WHAT NEEDS TO BE DONE: Identify every line in the material below that contains the word "ceiling", and copy each of those lines in full. Case counts.

==== EXERCISE INPUTS ====

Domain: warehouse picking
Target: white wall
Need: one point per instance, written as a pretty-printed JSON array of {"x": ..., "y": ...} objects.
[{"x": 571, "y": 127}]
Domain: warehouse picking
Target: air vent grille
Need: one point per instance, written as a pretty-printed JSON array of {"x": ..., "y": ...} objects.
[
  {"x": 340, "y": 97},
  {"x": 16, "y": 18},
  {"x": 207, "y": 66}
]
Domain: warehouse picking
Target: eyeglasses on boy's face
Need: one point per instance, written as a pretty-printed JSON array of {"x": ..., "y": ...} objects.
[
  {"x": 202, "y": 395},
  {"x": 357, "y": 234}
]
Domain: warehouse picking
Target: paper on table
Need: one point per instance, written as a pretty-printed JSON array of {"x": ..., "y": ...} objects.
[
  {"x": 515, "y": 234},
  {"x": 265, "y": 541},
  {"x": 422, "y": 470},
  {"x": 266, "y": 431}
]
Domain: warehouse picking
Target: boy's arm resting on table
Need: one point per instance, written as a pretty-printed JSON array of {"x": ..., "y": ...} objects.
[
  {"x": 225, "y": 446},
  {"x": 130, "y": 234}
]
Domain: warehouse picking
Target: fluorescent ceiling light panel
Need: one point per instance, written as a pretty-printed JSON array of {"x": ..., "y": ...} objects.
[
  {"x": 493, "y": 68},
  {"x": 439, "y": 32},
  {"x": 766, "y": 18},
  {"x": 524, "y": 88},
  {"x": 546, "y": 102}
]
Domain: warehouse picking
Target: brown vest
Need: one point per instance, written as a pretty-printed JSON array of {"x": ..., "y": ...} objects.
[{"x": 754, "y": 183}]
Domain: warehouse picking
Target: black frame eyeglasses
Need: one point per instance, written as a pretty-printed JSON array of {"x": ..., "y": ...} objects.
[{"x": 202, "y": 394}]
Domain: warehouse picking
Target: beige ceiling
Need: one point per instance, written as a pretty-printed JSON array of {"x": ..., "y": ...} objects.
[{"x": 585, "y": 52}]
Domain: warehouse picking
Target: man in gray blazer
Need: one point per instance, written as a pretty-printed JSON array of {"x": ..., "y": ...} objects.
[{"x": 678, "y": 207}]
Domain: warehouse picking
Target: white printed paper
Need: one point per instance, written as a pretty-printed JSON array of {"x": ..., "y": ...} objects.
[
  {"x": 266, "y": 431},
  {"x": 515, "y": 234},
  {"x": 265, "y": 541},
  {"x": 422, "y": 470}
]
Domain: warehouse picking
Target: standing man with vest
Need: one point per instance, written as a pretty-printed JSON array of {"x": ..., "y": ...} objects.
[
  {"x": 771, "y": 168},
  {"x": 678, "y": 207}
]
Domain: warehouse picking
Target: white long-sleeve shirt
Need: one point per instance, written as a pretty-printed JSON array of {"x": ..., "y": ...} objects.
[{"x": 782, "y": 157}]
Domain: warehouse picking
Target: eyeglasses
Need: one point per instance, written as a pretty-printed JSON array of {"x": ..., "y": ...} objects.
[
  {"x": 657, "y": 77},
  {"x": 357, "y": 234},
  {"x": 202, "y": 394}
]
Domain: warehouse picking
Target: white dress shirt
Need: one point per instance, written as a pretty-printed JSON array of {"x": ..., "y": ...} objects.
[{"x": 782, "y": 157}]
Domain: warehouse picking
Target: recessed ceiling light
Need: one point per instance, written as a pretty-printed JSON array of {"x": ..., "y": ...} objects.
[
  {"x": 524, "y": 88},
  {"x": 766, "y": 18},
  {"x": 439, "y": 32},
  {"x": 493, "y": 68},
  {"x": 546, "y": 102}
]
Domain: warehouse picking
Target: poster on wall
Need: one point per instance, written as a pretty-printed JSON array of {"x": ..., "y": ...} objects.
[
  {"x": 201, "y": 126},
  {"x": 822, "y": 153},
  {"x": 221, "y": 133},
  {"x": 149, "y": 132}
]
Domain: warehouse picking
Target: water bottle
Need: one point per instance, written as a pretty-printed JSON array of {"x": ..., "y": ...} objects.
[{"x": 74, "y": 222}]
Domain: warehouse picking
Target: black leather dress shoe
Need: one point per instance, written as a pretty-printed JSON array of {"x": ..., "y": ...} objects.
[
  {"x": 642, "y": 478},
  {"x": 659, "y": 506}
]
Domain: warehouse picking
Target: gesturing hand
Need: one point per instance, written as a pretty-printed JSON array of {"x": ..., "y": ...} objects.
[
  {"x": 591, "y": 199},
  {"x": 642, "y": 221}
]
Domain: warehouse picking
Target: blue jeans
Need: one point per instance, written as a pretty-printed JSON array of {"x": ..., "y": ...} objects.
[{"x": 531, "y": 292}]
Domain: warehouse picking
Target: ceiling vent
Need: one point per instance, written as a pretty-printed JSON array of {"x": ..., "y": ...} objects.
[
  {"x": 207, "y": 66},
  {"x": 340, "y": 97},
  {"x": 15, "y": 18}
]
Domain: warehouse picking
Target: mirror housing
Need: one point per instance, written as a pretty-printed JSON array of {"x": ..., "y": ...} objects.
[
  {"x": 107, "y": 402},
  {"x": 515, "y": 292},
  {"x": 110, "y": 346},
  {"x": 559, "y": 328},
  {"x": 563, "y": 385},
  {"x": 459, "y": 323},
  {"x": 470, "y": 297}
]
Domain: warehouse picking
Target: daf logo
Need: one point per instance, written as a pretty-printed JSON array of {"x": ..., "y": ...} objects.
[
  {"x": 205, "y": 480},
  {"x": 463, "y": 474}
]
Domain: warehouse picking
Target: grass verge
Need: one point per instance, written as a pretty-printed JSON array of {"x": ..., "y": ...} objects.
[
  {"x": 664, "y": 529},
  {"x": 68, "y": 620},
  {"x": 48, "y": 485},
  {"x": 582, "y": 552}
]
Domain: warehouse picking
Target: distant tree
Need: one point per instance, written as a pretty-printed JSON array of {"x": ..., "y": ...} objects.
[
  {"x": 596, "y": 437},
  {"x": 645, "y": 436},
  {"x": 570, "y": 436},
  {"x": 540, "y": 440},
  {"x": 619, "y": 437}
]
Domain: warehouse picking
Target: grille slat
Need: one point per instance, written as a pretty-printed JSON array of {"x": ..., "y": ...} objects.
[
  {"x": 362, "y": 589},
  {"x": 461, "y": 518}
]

====

OUTPUT OF THE TASK:
Target: fluorescent ceiling light panel
Target: beige ceiling
Target: recessed ceiling light
Target: ceiling vent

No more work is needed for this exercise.